» WORK TASK: Return, exactly, the line that contains "Target: white suv" together with all lines after it to the end of the entries, and no further lines.

○ ○ ○ ○ ○ ○ ○

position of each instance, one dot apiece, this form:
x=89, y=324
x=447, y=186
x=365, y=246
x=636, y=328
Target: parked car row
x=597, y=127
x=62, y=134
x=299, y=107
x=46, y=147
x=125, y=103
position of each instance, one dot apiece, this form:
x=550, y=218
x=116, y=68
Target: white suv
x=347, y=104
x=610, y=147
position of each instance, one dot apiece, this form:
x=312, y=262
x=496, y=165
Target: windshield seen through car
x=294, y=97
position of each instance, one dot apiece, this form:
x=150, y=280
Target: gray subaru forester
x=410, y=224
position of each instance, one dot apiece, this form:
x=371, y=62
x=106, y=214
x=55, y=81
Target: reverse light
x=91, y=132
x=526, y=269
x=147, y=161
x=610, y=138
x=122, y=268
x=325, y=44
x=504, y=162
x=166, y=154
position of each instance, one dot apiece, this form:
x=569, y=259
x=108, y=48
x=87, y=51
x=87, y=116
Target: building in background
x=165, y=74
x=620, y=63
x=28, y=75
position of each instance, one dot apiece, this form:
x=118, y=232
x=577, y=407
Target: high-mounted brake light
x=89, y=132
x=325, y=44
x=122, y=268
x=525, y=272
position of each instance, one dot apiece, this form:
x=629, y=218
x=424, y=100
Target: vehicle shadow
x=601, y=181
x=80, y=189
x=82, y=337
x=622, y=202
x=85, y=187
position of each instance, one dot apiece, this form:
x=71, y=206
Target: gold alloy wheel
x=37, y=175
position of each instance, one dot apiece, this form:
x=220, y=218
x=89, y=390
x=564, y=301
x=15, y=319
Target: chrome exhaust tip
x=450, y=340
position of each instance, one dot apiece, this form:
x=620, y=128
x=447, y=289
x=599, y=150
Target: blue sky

○ ○ ○ ○ ○ ○ ○

» EXPECTED ANSWER:
Target: white suv
x=347, y=104
x=610, y=147
position of each instance, one dot apiece, this form:
x=312, y=262
x=496, y=165
Target: windshield seen through car
x=294, y=97
position of each instance, one dot apiece, this form:
x=150, y=280
Target: gray subaru forester
x=410, y=224
position of each instance, one dot apiece, this form:
x=371, y=62
x=106, y=214
x=55, y=81
Target: reverse light
x=91, y=132
x=526, y=269
x=147, y=161
x=610, y=138
x=122, y=268
x=325, y=44
x=504, y=162
x=166, y=154
position of each instance, one dot apiece, this form:
x=569, y=259
x=108, y=48
x=87, y=51
x=87, y=116
Target: building in background
x=165, y=74
x=620, y=63
x=28, y=75
position of each instance, one dot apiece, this form:
x=118, y=232
x=577, y=407
Target: high-mounted brake light
x=89, y=132
x=325, y=44
x=122, y=268
x=525, y=272
position of each instance, one dot apiece, this form:
x=629, y=218
x=424, y=100
Target: vehicle shadow
x=601, y=181
x=80, y=189
x=82, y=337
x=622, y=202
x=85, y=187
position of each instance, one dot apiece, this form:
x=71, y=206
Target: gold alloy wheel
x=37, y=175
position of each instance, one dot apiece, this form:
x=220, y=218
x=89, y=390
x=564, y=301
x=15, y=319
Target: chrome exhaust tip
x=450, y=340
position of each instance, one dot apiece, this form:
x=620, y=128
x=447, y=289
x=599, y=150
Target: blue sky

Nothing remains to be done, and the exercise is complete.